--- start SUPPLIED MATERIAL ---
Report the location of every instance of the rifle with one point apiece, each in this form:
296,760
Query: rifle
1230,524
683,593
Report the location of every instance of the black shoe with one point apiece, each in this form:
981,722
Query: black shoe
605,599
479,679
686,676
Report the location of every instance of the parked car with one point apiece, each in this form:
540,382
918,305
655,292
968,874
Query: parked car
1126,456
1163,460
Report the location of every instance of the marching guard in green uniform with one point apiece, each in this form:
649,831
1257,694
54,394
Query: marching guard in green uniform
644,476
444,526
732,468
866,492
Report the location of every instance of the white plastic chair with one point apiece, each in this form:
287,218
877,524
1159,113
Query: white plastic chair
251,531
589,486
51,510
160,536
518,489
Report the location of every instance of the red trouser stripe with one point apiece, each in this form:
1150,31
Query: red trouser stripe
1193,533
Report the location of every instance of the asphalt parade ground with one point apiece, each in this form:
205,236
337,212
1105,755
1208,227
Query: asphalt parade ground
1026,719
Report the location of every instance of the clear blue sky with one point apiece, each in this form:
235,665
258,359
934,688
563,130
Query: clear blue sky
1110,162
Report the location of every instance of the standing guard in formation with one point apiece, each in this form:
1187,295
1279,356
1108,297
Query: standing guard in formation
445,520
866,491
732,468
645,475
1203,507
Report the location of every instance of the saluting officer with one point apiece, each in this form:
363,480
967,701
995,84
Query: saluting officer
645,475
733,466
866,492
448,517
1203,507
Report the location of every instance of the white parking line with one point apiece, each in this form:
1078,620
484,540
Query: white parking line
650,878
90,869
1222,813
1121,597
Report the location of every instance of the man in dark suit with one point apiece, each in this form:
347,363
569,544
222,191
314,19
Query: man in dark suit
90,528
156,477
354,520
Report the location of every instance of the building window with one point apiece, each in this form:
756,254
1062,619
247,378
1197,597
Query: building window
--- end SUPPLIED MATERIAL ---
▸ TASK GOAL: Rewrite the rows from the line containing "Report the location of every instance of the white parking" through the end of the rows, replacing "man in dark suit" with "man in dark jacket" and leaving everything else unchanged.

▸ EXERCISE OUTPUT:
Report the location of every instance of the white parking line with one point apiece, each in this form:
1078,620
484,540
Query: white parking line
650,878
90,869
1222,813
1121,597
Report the location of every instance of the man in dark jacket with one point apiece, each in this form:
347,363
569,544
222,191
314,19
Query: man in dark jacket
90,528
156,477
354,520
Report the location of every instance of the building window with one point apiece, each in this form:
756,254
1062,619
247,378
1197,597
Query: building window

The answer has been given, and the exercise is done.